Data shown -
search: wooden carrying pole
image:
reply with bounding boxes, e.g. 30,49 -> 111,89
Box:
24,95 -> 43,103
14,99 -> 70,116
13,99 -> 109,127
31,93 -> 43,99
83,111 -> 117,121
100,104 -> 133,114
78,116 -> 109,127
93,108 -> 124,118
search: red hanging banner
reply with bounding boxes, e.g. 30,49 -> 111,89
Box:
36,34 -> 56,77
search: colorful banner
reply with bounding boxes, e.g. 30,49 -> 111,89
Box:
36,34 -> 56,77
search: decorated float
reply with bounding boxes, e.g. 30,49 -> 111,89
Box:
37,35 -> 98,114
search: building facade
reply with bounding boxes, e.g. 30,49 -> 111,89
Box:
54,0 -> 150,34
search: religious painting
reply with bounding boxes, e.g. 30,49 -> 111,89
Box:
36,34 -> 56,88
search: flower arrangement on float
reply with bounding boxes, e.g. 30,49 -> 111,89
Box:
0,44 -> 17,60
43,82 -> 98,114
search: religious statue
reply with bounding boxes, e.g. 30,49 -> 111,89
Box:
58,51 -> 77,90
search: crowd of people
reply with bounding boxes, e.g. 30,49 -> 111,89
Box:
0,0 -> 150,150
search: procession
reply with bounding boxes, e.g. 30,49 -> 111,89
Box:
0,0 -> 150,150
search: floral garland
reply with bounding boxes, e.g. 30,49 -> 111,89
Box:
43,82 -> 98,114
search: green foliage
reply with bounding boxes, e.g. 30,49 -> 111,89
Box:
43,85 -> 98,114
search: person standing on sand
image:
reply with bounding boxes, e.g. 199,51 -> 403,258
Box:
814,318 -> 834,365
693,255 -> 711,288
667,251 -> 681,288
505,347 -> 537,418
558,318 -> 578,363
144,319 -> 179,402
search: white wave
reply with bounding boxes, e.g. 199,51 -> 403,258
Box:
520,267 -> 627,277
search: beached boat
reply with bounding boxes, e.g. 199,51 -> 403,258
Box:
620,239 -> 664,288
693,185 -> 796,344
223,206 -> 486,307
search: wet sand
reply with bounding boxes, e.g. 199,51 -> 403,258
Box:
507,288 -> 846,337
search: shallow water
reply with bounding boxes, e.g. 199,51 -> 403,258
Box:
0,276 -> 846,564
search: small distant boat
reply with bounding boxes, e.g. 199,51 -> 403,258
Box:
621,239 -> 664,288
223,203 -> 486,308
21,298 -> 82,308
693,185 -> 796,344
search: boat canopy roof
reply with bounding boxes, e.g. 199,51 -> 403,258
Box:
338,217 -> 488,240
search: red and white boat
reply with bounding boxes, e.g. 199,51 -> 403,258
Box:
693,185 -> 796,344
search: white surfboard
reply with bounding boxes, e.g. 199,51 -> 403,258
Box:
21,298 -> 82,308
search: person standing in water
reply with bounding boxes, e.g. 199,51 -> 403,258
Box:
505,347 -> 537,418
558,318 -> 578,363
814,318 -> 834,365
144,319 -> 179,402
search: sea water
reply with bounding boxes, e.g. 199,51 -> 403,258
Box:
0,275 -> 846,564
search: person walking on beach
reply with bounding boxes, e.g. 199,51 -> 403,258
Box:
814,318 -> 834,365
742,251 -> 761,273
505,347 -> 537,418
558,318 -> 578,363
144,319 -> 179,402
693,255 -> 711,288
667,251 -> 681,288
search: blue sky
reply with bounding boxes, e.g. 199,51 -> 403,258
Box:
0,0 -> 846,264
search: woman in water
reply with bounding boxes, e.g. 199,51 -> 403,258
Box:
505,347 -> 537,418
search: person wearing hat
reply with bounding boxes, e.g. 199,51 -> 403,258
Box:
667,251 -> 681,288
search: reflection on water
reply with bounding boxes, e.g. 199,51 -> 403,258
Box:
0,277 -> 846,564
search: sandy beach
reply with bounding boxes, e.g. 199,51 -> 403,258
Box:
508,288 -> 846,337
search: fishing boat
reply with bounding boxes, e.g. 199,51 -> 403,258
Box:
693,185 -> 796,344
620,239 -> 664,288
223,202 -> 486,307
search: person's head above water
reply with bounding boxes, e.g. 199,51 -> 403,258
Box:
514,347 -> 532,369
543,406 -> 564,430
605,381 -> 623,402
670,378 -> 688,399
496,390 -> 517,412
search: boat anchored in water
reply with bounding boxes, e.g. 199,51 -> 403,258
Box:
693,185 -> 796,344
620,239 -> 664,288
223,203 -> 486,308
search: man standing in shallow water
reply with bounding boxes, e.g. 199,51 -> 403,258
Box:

Instruction -
Copy out all of the items above, changing "reply with bounding boxes" to "return bounding boxes" everywhere it occurs and keeping every other line unchanged.

Output -
search: wooden carrying pole
image:
return bounding boxes, e.g. 30,49 -> 111,89
Box:
24,95 -> 43,103
14,99 -> 70,116
13,99 -> 109,127
31,93 -> 43,99
83,111 -> 117,121
100,104 -> 133,114
78,116 -> 109,127
93,108 -> 124,118
search: red hanging banner
return bounding boxes, e.g. 30,49 -> 111,89
Box:
36,34 -> 56,77
search: colorful banner
return bounding boxes, e.g. 30,49 -> 111,89
Box:
36,34 -> 56,77
search: decorated float
return bounding boxes, e.g. 30,49 -> 111,89
Box:
37,35 -> 98,114
search: building facade
return bounding boxes, e.g. 30,49 -> 111,89
Box:
54,0 -> 150,34
search: religious painting
return bounding boxes, e.g. 30,49 -> 111,89
Box:
36,34 -> 56,88
search: flower arrangement on float
return bounding boxes, e.g. 30,49 -> 111,89
Box:
0,44 -> 17,60
43,82 -> 98,114
search: religious statue
return bounding boxes, e.g. 30,49 -> 111,89
Box:
58,51 -> 77,90
search: crowd of people
return bounding boxes, e.g. 30,49 -> 111,89
Box:
0,0 -> 150,150
search: procession
return bounding boxes, e.g. 30,49 -> 111,89
Box:
0,0 -> 150,150
search: floral garland
return bounding boxes, e.g. 30,49 -> 111,89
Box:
43,82 -> 98,114
search: green foliage
return bounding boxes, e.g. 30,49 -> 111,89
Box:
43,85 -> 98,114
search: person standing on sand
image:
return bounding boxes, e.g. 199,51 -> 403,258
Box:
814,318 -> 834,365
693,255 -> 711,288
667,251 -> 681,288
505,347 -> 537,418
558,318 -> 578,363
144,319 -> 179,402
search: white wave
return bounding boxes, e.g. 199,51 -> 403,258
Box:
520,267 -> 627,277
search: beached boat
return bounding boxes, e.g. 199,51 -> 403,258
Box:
620,239 -> 664,288
693,185 -> 796,344
223,206 -> 486,307
search: wet sand
return bounding boxes, e.g. 199,51 -> 403,258
Box:
507,288 -> 846,337
search: shallow water
return bounding boxes, e.g. 199,51 -> 403,258
Box:
0,276 -> 846,564
search: small distant boat
return bounding boxes, e.g. 199,51 -> 403,258
Box:
621,239 -> 664,288
223,203 -> 486,308
21,298 -> 82,308
693,185 -> 796,344
search: boat canopy roof
return bounding boxes, e.g. 199,51 -> 403,258
Box:
338,217 -> 488,240
search: red and white boat
return bounding boxes, e.g. 199,51 -> 403,258
Box:
693,185 -> 796,344
search: white surfboard
return bounding boxes, e.g. 199,51 -> 403,258
Box:
21,298 -> 82,308
search: person standing in water
return bounding boxes, e.g. 199,51 -> 403,258
Box:
505,347 -> 537,418
558,318 -> 578,363
814,318 -> 834,365
144,319 -> 179,402
search: sea water
return bounding boxes, e.g. 199,51 -> 403,258
Box:
0,275 -> 846,564
search: person walking on beach
return bounding boxes, e.g. 199,51 -> 403,258
Box:
814,318 -> 834,365
742,251 -> 761,273
505,347 -> 537,418
558,318 -> 578,363
144,319 -> 179,402
693,255 -> 711,288
667,251 -> 681,288
search: blue sky
return bounding boxes, e.g. 199,51 -> 403,258
Box:
0,0 -> 846,264
search: woman in water
return bounding boxes, e.g. 199,51 -> 403,258
Box:
505,347 -> 537,418
search: person wearing hat
return bounding boxes, e.g. 199,51 -> 403,258
Box:
667,251 -> 681,288
search: reflection on water
return bounding boxes, e.g. 199,51 -> 403,258
Box:
0,277 -> 846,564
search: sandy beach
return bounding boxes, e.g. 199,51 -> 403,258
Box:
508,288 -> 846,337
search: fishing boat
return bounding boxes, e.g. 199,51 -> 403,258
Box:
693,185 -> 796,344
620,239 -> 664,288
223,202 -> 486,307
search: person's head above water
return bounding boxes, e.g. 199,51 -> 403,258
Box:
514,347 -> 532,369
543,406 -> 564,430
605,381 -> 623,402
670,378 -> 688,399
496,390 -> 517,412
search: boat anchored in water
return bounding boxes, e.g. 199,51 -> 403,258
Box:
693,185 -> 796,344
620,239 -> 664,288
223,203 -> 486,308
search: man standing in shallow water
return bounding boxes, e.g. 199,51 -> 403,258
Box:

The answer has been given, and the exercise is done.